◆ **DOCUMENT PASSAGE**

--

January 19, 2023
Winning a political race is a hard process that requires a holistic approach to your campaign strategy and tactics. As a campaign officer, you must carefully plan and select the channels that will help you reach your political goals and optimally use available resources.
One of the most commonly used tactics in political campaigns is canvassing. If you are starting with your political career or are interested in volunteering as a canvasser, this article is a great starting point. So let’s dive in and check out what canvassing is, how it works, and why it is important to every political campaign.
Canvassing is a method of reaching out to individuals in a specific area to gather information or support for a particular cause, campaign, or organization. Canvassers provide information, answer questions, and persuade residents to take action, such as signing a petition, joining a campaign, or voting for a candidate or program.
Political canvassing methods (i.e., voter contact methods) include door-to-door campaigning, phone banking, direct mail and reaching out through digital platforms. And such canvassing campaigns can be applied to many political efforts, from campaign volunteer recruitment and grassroots organizing to persuasion tactics and get-out-the-vote (GOTV) efforts. When used properly, canvassing techniques can successfully drive voter mobilization and be the difference between winning and losing on election day.

--

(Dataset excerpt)
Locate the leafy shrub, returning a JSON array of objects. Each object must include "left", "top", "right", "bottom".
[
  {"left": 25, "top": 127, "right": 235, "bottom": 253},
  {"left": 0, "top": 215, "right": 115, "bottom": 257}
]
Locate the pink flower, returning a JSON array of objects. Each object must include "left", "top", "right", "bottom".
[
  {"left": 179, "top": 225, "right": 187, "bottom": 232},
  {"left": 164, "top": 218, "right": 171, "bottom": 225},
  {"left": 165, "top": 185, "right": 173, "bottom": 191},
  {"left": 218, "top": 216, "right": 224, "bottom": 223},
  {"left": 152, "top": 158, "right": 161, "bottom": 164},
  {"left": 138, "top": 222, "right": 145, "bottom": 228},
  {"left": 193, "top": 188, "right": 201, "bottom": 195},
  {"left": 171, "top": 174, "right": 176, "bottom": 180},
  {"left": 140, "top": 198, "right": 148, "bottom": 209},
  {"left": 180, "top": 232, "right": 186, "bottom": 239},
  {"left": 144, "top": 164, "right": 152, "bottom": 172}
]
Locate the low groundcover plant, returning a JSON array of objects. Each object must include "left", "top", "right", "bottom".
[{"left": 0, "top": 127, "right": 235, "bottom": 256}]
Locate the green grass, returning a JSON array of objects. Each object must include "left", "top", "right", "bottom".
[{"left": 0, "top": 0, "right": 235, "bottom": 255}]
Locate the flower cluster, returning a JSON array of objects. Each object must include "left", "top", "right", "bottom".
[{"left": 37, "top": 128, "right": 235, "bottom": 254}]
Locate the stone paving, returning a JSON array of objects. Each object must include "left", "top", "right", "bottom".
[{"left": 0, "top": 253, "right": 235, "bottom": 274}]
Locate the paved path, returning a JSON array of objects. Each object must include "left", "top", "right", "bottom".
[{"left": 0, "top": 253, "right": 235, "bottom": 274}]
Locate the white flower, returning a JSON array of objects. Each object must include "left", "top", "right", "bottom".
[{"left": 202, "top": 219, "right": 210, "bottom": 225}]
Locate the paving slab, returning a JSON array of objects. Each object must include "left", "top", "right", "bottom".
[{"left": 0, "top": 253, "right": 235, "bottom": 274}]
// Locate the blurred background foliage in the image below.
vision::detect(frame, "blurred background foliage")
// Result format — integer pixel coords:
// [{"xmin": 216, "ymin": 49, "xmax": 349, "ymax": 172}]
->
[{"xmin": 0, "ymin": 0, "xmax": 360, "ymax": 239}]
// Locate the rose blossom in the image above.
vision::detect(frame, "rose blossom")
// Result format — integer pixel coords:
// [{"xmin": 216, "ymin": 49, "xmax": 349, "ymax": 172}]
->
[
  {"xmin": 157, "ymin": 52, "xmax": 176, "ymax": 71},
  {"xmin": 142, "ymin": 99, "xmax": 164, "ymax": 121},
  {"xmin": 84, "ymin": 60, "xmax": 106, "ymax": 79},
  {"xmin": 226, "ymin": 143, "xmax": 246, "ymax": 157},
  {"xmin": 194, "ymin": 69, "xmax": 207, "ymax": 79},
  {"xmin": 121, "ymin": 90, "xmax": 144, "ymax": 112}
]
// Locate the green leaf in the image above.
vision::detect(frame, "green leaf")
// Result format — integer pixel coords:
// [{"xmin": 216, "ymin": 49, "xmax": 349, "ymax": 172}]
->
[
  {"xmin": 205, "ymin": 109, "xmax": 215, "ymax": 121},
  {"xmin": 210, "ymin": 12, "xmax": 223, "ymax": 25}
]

--

◆ **GIVEN PROBLEM**
Answer these questions from the passage on political canvassing:
(a) What does the passage define canvassing as?
(b) Which actions do canvassers try to persuade residents to take?
(c) Which voter contact methods does the passage list?

◆ **SOLUTION TO THIS EXERCISE**
(a) A method of reaching out to individuals in a specific area to gather information or support for a particular cause, campaign, or organization.
(b) Signing a petition, joining a campaign, or voting for a candidate or program.
(c) Door-to-door campaigning, phone banking, direct mail, and reaching out through digital platforms.